··· Provided data
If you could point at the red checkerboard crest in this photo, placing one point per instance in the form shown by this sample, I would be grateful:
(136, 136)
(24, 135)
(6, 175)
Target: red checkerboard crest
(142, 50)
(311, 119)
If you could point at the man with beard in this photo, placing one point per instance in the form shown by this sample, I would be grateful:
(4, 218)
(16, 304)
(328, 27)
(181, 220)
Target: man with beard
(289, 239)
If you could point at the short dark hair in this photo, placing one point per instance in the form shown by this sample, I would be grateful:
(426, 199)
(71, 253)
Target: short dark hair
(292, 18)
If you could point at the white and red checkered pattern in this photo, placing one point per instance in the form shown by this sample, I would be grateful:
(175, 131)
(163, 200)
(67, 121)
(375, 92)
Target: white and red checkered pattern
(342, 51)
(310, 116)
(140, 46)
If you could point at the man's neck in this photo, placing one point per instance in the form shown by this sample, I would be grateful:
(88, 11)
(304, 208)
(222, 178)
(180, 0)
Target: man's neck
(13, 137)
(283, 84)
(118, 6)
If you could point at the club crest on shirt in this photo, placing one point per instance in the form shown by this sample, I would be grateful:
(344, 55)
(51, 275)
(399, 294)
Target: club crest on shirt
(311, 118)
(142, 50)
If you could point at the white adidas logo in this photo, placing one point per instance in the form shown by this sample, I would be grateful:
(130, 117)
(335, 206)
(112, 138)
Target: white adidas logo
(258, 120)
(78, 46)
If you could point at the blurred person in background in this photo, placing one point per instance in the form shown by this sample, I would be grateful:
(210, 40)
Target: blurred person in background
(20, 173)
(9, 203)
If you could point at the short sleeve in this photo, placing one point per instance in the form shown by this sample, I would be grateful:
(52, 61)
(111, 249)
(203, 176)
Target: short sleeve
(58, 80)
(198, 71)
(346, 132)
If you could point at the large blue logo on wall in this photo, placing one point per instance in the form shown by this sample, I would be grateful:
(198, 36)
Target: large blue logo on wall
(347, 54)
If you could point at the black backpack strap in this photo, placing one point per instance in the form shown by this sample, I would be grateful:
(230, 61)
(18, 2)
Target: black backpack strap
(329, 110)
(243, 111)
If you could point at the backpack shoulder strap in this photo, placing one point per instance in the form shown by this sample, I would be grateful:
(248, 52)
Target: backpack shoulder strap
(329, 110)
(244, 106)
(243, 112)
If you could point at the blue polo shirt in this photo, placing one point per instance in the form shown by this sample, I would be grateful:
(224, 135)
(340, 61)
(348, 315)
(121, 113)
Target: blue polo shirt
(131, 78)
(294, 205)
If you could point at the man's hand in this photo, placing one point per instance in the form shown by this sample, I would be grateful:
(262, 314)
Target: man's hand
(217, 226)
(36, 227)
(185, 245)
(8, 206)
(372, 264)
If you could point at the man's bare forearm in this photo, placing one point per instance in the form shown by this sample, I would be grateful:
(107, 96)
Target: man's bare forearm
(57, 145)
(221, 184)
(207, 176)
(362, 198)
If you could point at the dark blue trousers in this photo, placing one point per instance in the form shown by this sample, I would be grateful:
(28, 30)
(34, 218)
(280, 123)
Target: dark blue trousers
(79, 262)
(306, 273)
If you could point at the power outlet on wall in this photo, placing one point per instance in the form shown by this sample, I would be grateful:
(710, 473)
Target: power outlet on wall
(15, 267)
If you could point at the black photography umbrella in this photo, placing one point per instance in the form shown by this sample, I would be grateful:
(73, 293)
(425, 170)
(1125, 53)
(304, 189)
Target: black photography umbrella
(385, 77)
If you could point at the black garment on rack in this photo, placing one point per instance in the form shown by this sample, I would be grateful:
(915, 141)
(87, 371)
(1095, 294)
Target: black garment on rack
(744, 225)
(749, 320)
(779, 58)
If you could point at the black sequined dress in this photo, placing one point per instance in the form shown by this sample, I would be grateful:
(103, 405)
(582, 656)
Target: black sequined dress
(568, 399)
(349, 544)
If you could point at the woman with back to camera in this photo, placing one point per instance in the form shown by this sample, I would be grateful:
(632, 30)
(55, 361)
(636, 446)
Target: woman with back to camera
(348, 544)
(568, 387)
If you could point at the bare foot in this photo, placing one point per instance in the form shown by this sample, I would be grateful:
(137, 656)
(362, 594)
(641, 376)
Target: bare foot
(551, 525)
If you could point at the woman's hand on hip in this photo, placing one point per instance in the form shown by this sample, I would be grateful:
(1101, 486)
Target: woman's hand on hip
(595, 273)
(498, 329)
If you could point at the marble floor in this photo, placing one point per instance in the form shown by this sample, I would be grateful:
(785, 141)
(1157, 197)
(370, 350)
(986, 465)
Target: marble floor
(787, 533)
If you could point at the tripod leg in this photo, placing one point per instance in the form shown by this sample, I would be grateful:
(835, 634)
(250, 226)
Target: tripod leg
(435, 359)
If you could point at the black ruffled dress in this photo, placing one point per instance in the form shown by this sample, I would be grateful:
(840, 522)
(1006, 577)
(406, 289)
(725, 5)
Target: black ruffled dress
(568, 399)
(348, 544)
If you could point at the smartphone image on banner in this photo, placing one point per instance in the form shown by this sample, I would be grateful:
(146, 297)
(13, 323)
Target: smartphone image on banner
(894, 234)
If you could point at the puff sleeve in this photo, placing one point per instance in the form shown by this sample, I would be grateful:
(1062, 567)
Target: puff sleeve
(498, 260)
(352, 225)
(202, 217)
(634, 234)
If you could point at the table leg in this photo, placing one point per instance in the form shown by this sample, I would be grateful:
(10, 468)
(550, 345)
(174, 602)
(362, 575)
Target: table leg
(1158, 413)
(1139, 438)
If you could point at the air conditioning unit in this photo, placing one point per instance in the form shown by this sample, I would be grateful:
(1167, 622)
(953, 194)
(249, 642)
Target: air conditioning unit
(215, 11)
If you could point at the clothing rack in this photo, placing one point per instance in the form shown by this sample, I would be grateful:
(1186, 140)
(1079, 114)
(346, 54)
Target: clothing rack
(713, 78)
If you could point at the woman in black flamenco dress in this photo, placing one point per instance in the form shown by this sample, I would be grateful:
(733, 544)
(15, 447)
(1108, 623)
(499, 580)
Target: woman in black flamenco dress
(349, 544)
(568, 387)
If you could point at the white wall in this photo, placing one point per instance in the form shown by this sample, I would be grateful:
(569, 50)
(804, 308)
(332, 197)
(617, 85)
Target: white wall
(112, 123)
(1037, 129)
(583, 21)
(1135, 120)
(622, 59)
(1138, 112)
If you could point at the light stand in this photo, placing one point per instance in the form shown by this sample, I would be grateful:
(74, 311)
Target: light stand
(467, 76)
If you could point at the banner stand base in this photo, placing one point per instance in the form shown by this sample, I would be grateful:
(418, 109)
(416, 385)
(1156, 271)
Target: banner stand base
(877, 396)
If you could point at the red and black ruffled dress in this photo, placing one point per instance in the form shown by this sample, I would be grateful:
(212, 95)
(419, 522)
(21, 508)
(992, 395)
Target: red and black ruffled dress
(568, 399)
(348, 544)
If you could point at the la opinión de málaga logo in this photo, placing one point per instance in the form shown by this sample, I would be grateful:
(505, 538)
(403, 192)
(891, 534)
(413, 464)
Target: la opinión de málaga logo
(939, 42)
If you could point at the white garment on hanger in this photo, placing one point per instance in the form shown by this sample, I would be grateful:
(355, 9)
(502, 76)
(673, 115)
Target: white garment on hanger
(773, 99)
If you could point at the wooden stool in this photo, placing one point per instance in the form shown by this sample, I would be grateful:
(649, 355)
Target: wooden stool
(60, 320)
······
▶ Exercise directions: Every line of the listing should be printed again exactly.

▶ Answer space:
If you could point at the red checkerboard crest in this photo, placing one point per instance in the form shown by this sample, I would be grateful:
(136, 136)
(24, 135)
(6, 175)
Target: red checkerboard crest
(142, 50)
(311, 119)
If you could point at the man with beard in this photo, placing one point per instance in the form shown by this sample, I would be grateful:
(4, 218)
(16, 304)
(328, 27)
(181, 220)
Target: man with beard
(289, 239)
If you could point at the short dark hair in this photo, placing one point per instance in the form shown by this sample, I would be grateful:
(426, 199)
(71, 253)
Target: short dark hair
(292, 18)
If you could point at the white and red checkered pattern in this photo, placing one point per instance in the form shown by this sample, I would be grateful:
(175, 131)
(163, 200)
(67, 121)
(375, 92)
Target: white and red checkered pattern
(342, 51)
(310, 116)
(140, 46)
If you could point at the man's neck in this photo, placing one point per instance in the form shown by this sample, I would be grateful:
(88, 11)
(304, 208)
(222, 178)
(180, 0)
Target: man's neck
(13, 137)
(283, 84)
(118, 6)
If you could point at the club crest on shirt in this photo, placing one point per instance in the form shown by this sample, I would be grateful:
(344, 55)
(51, 275)
(399, 294)
Target: club crest on shirt
(311, 118)
(142, 50)
If you could point at the white adidas logo in this photo, placing one point per instance in the form shown by this sample, I would be grateful:
(130, 117)
(335, 206)
(112, 138)
Target: white adidas logo
(258, 120)
(78, 46)
If you could point at the blurred person in background in this photo, placing one point per instance in the form shown by this sample, I would be grateful:
(210, 40)
Target: blurred person in background
(20, 173)
(9, 203)
If you could point at the short sleeve in this photo, placing one point per instance in the form shown by this sample, I would be grateful:
(52, 61)
(111, 249)
(203, 176)
Target: short sleeve
(58, 80)
(198, 71)
(346, 132)
If you could point at the large blue logo on wall in this photo, placing one point per instance in the form shown by this sample, I would be grateful:
(198, 36)
Target: large blue logo on wall
(347, 54)
If you could point at the black backpack strap in this photo, placing one point per instance in the form shown by this sample, I would be grateful:
(230, 61)
(18, 2)
Target: black backpack strap
(329, 110)
(243, 111)
If you could point at the backpack shoulder strap in this photo, placing one point per instance in the form shown by this sample, I would be grateful:
(248, 52)
Target: backpack shoulder strap
(329, 110)
(244, 106)
(243, 112)
If you could point at the blue polo shirt in this photo, placing one point per instance in the form shown by this sample, I would be grateful:
(224, 135)
(340, 61)
(348, 315)
(121, 113)
Target: blue polo shirt
(131, 78)
(294, 205)
If you could point at the man's hand in this photo, placing one point per instance in the form shown by this sample, I would be grateful:
(262, 314)
Target: man's hand
(217, 226)
(36, 227)
(185, 245)
(8, 206)
(372, 264)
If you could point at the man's bare forearm in this photo, placing one point per instance in the form shown by this sample, I would be grateful:
(107, 96)
Target: man's bare forearm
(57, 145)
(221, 184)
(207, 176)
(362, 198)
If you could point at the dark blue trousers in this photo, placing one point per instance in the form shown by this sample, I would be grateful:
(28, 30)
(34, 218)
(280, 123)
Target: dark blue trousers
(79, 262)
(306, 273)
If you could point at the power outlet on wall in this photo, placing one point per instance in the form shown by this sample, I would be grateful:
(710, 473)
Target: power outlet on wall
(15, 267)
If you could point at the black photography umbrella in this photo, placing one point per instance in the form shown by this sample, I would be grateful:
(73, 293)
(425, 170)
(1125, 53)
(304, 189)
Target: black photography umbrella
(385, 77)
If you could point at the black garment on rack in this photo, placing one point per instance in the form shown by this sample, I would be grateful:
(915, 141)
(87, 371)
(1095, 294)
Target: black garment on rack
(744, 225)
(749, 320)
(779, 58)
If you could point at the black sequined dress in this photo, placing one point per instance in the form shown by this sample, I would be grateful:
(103, 405)
(582, 656)
Target: black sequined dress
(568, 399)
(349, 544)
If you could point at the woman with back to camera in this photo, placing one point per instance in the form shown by this sample, I would be grateful:
(632, 30)
(55, 361)
(636, 446)
Target: woman with back to camera
(348, 544)
(568, 387)
If you could point at the bare foot in this photo, placing one point per instance in the form shown by this sample, I would be grateful:
(137, 656)
(362, 594)
(641, 376)
Target: bare foot
(551, 525)
If you could point at the woman's hand on hip in this photo, placing one point per instance in the form shown by this sample, I would be grateful:
(1101, 486)
Target: woman's hand on hip
(595, 273)
(498, 329)
If you could point at the marble floor in this photo, placing one point per instance in the form shown by this sample, I would be grateful:
(785, 141)
(1157, 197)
(370, 350)
(986, 465)
Target: marble floor
(787, 533)
If you could point at the tripod leg in this photo, placing one point per instance in the form shown by this sample, I would be grateful:
(835, 634)
(250, 226)
Target: tripod leg
(435, 359)
If you could point at the black ruffled dress in this photo, placing one point per instance in the form shown by this sample, I would be grateful:
(840, 522)
(1006, 577)
(406, 289)
(725, 5)
Target: black ruffled dress
(568, 399)
(348, 544)
If you could point at the smartphone image on banner in this photo, placing one point per instance in the form shown by this sample, I would be grateful:
(146, 297)
(13, 323)
Target: smartphone image on banner
(894, 234)
If you could point at the puff sleeve in this photo, placing one point per instance in the form shown by this sample, I would be grateful:
(1062, 567)
Target: puff sleeve
(498, 260)
(352, 225)
(202, 217)
(634, 234)
If you could point at the table leg in this photo, placing one point per instance in the form shown by this sample, I would be grateful:
(10, 468)
(550, 345)
(174, 602)
(362, 575)
Target: table leg
(1158, 413)
(1139, 438)
If you could point at the air conditioning unit in this photo, placing one point per instance in the form shown by this sample, I would be grateful:
(1167, 622)
(953, 194)
(249, 642)
Target: air conditioning unit
(215, 11)
If you could point at the clothing rack in this photo, placing one point per instance in the form shown by this sample, I would be grateful:
(1186, 140)
(1079, 114)
(346, 54)
Target: clothing rack
(713, 78)
If you could point at the woman in black flamenco dress in this photo, placing one point per instance in the form shown by this sample, I would be grateful:
(733, 544)
(15, 447)
(1108, 623)
(499, 580)
Target: woman in black flamenco dress
(349, 544)
(568, 387)
If you could point at the white wall in this photo, placing one point per instance in the form shown by this sample, I would be grateful:
(569, 50)
(804, 308)
(332, 197)
(617, 85)
Target: white wall
(112, 123)
(1037, 129)
(583, 21)
(1135, 120)
(622, 59)
(1138, 112)
If you could point at the light stand in this photo, placing one point per instance in the form shown by this sample, I would be grateful:
(74, 311)
Target: light stand
(467, 76)
If you could point at the banner stand base in this photo, placing one point per instance in the form shown by this sample, I would be grateful:
(418, 109)
(416, 385)
(1156, 271)
Target: banner stand base
(877, 396)
If you could point at the red and black ruffled dress in this photo, placing one point per instance in the form shown by this sample, I would be grateful:
(212, 95)
(419, 522)
(21, 508)
(992, 395)
Target: red and black ruffled dress
(568, 399)
(348, 544)
If you could point at the la opinión de málaga logo in this photo, placing one point per instance in the form shown by this sample, I would be grateful:
(505, 538)
(403, 192)
(891, 534)
(413, 464)
Target: la opinión de málaga logo
(939, 42)
If you could point at the white garment on hanger in this photo, placing one point per instance in the form shown by this sample, I would be grateful:
(355, 9)
(502, 76)
(673, 115)
Target: white garment on hanger
(773, 99)
If you could point at the wooden stool in this photo, placing one point per instance in the form shown by this sample, I would be grateful:
(649, 355)
Target: wooden stool
(60, 320)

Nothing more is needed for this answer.